Repeat these rows with no changes, everything from the line containing "Target: short hair" down to the end of the rows.

[Records from a data source]
◆ ◆ ◆ ◆ ◆ ◆ ◆

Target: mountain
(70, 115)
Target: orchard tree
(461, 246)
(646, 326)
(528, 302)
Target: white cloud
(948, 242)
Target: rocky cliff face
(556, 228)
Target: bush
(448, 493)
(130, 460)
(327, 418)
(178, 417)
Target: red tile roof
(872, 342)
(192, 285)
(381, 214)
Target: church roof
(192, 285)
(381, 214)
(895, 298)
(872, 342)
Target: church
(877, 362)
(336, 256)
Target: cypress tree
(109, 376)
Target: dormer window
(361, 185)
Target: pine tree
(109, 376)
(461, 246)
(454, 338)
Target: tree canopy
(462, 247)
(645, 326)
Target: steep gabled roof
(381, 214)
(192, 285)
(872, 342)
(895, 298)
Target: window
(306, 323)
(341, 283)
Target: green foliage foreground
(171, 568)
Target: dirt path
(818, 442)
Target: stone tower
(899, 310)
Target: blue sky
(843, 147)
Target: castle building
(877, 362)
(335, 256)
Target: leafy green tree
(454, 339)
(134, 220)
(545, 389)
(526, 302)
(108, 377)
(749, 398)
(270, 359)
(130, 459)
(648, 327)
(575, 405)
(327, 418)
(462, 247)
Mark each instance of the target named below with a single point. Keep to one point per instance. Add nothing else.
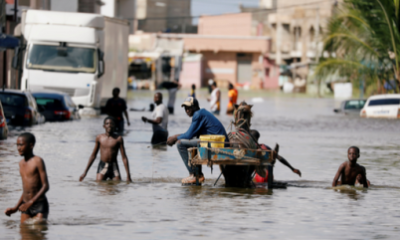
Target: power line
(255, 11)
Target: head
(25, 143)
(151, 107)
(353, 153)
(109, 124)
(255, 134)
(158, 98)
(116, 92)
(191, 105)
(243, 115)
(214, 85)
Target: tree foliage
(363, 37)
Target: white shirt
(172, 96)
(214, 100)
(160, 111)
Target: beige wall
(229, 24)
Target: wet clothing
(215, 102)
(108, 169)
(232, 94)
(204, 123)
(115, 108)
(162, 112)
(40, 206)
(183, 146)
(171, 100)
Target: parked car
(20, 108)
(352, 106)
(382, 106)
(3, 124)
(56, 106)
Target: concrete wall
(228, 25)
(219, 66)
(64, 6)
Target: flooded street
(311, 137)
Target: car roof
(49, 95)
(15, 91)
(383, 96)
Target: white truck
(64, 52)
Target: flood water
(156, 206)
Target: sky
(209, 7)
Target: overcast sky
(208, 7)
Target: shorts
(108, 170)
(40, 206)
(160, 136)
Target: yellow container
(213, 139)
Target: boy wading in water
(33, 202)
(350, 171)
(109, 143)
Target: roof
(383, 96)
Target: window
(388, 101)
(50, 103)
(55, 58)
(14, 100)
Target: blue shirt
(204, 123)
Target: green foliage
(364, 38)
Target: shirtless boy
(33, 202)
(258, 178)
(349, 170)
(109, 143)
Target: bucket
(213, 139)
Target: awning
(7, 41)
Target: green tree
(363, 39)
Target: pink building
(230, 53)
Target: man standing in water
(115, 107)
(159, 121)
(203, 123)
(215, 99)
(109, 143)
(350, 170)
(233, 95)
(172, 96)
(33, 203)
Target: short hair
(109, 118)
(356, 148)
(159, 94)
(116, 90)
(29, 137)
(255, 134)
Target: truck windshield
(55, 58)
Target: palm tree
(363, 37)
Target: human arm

◆ ◆ ◆ ◆ ◆ ◆ ◆

ANSWER IN FULL:
Target: short hair
(109, 118)
(356, 148)
(159, 94)
(116, 90)
(29, 137)
(255, 134)
Target: truck windshield
(55, 58)
Target: palm tree
(363, 37)
Target: human arm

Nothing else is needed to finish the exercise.